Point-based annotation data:

----

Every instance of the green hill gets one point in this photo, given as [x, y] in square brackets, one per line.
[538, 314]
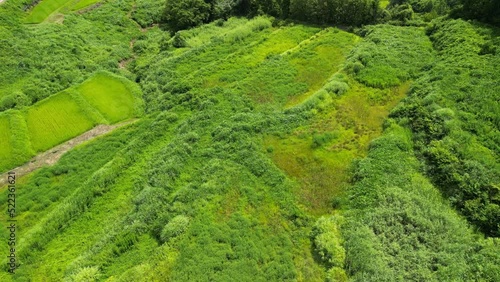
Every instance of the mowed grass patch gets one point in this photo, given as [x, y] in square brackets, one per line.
[44, 9]
[111, 96]
[55, 120]
[5, 146]
[319, 154]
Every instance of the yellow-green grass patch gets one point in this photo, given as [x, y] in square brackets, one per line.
[55, 120]
[110, 95]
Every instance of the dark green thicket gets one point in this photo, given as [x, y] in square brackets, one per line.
[398, 228]
[188, 13]
[453, 111]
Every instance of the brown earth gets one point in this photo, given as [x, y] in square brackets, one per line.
[51, 156]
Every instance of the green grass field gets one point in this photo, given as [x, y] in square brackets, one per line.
[110, 96]
[82, 4]
[55, 120]
[5, 146]
[44, 9]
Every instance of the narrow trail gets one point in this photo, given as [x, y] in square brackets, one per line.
[51, 156]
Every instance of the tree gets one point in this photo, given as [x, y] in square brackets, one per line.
[183, 14]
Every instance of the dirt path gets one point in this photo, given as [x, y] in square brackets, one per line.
[51, 156]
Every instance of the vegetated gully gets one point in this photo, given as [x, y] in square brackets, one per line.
[52, 155]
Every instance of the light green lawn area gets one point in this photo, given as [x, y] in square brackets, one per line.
[319, 59]
[5, 146]
[280, 41]
[110, 96]
[55, 120]
[44, 9]
[47, 7]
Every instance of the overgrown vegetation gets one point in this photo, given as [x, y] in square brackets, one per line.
[266, 149]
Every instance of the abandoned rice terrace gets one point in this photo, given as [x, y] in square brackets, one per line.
[225, 140]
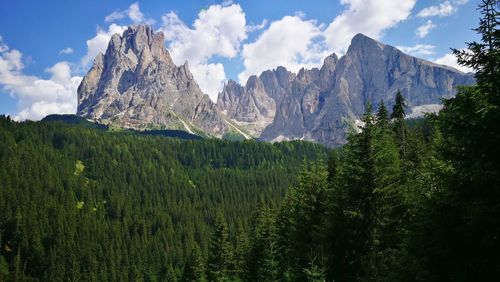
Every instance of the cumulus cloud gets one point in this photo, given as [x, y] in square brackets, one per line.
[451, 60]
[371, 17]
[444, 9]
[38, 97]
[217, 31]
[291, 42]
[134, 14]
[66, 51]
[418, 50]
[424, 29]
[116, 15]
[256, 27]
[99, 42]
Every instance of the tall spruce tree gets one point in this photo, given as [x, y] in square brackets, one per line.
[194, 270]
[461, 227]
[220, 257]
[398, 116]
[382, 115]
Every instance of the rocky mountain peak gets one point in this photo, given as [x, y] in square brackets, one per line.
[137, 85]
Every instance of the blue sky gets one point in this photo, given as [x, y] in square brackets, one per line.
[47, 46]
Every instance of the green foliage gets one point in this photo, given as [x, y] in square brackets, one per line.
[194, 270]
[85, 204]
[220, 262]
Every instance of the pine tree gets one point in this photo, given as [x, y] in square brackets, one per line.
[457, 235]
[262, 259]
[382, 115]
[220, 257]
[398, 115]
[194, 270]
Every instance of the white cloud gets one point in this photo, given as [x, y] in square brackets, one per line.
[420, 111]
[451, 60]
[116, 15]
[370, 17]
[38, 97]
[290, 42]
[218, 31]
[133, 12]
[66, 51]
[210, 78]
[424, 29]
[3, 46]
[442, 10]
[256, 27]
[418, 50]
[99, 43]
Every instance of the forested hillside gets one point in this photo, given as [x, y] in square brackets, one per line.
[401, 201]
[79, 203]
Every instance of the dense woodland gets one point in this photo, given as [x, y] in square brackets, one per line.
[86, 204]
[403, 200]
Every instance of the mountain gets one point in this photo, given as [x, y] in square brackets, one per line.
[322, 104]
[135, 84]
[253, 106]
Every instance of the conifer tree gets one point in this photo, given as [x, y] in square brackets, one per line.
[220, 257]
[382, 115]
[194, 270]
[398, 115]
[464, 209]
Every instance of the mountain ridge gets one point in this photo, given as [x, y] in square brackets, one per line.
[135, 84]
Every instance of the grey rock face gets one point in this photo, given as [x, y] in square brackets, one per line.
[321, 105]
[253, 106]
[136, 84]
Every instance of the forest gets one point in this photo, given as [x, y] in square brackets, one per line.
[403, 200]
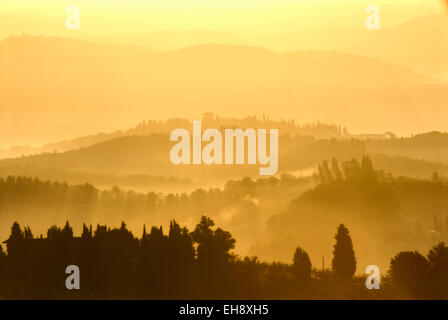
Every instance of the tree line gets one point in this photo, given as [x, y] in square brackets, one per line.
[184, 264]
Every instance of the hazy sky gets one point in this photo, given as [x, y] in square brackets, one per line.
[238, 16]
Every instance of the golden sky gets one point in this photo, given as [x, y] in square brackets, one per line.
[239, 16]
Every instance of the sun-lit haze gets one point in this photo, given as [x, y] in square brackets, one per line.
[94, 108]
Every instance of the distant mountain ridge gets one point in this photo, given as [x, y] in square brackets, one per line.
[97, 87]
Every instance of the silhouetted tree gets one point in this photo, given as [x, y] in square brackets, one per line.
[408, 266]
[337, 172]
[344, 261]
[301, 266]
[438, 262]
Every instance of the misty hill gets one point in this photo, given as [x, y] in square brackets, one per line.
[135, 162]
[432, 146]
[384, 215]
[149, 155]
[420, 42]
[91, 90]
[148, 127]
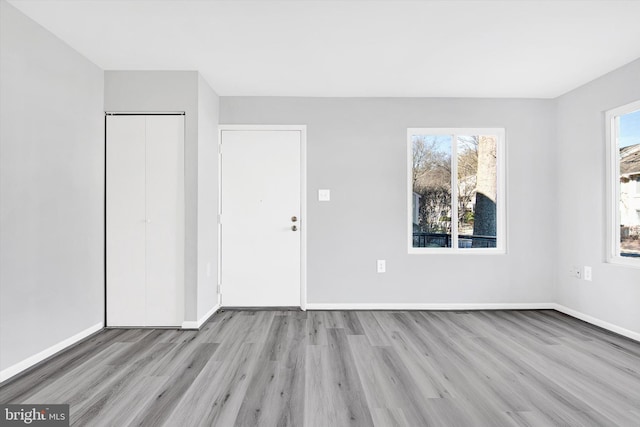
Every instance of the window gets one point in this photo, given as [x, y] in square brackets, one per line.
[456, 190]
[624, 183]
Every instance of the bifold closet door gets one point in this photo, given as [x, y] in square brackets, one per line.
[126, 216]
[145, 220]
[165, 220]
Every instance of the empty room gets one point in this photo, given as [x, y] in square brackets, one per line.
[319, 213]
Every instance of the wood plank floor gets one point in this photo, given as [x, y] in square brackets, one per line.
[344, 368]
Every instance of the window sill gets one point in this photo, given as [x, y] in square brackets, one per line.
[625, 262]
[448, 251]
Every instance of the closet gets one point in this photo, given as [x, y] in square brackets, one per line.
[144, 220]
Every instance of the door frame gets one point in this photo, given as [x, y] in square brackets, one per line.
[303, 200]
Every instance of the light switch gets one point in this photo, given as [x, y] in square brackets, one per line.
[324, 195]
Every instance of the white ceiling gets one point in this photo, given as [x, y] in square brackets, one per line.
[434, 48]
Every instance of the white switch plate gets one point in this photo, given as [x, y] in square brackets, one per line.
[324, 195]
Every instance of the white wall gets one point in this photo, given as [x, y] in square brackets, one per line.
[357, 148]
[614, 294]
[51, 190]
[208, 106]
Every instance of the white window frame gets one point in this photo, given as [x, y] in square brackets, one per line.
[613, 186]
[501, 223]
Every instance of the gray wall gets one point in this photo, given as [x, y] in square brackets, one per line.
[208, 106]
[51, 190]
[151, 91]
[614, 294]
[357, 148]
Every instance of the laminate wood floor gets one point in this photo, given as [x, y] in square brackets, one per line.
[343, 368]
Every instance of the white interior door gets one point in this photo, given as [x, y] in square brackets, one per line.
[260, 249]
[165, 220]
[145, 220]
[126, 215]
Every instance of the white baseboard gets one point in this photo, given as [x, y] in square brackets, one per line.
[11, 371]
[196, 324]
[601, 323]
[429, 306]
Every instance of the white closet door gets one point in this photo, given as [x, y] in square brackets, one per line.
[125, 236]
[165, 220]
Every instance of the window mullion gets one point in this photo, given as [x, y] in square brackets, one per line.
[454, 191]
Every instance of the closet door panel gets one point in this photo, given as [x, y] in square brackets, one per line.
[165, 224]
[125, 234]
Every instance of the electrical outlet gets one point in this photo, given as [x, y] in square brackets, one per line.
[575, 272]
[324, 195]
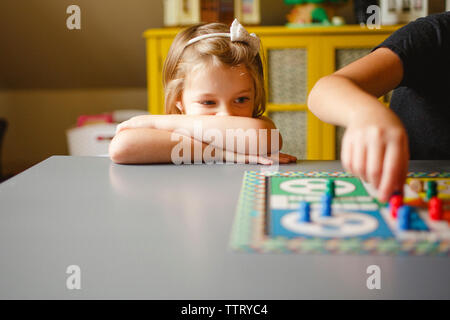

----

Extract every line of the material above that contains the word "floor".

Every instance of the wood plank floor gets one point in this photo, given as [x, y] in square brackets, one per line.
Every instance of the laminate wood floor gets one point in this photo, given as [x, y] in square brackets, one per line.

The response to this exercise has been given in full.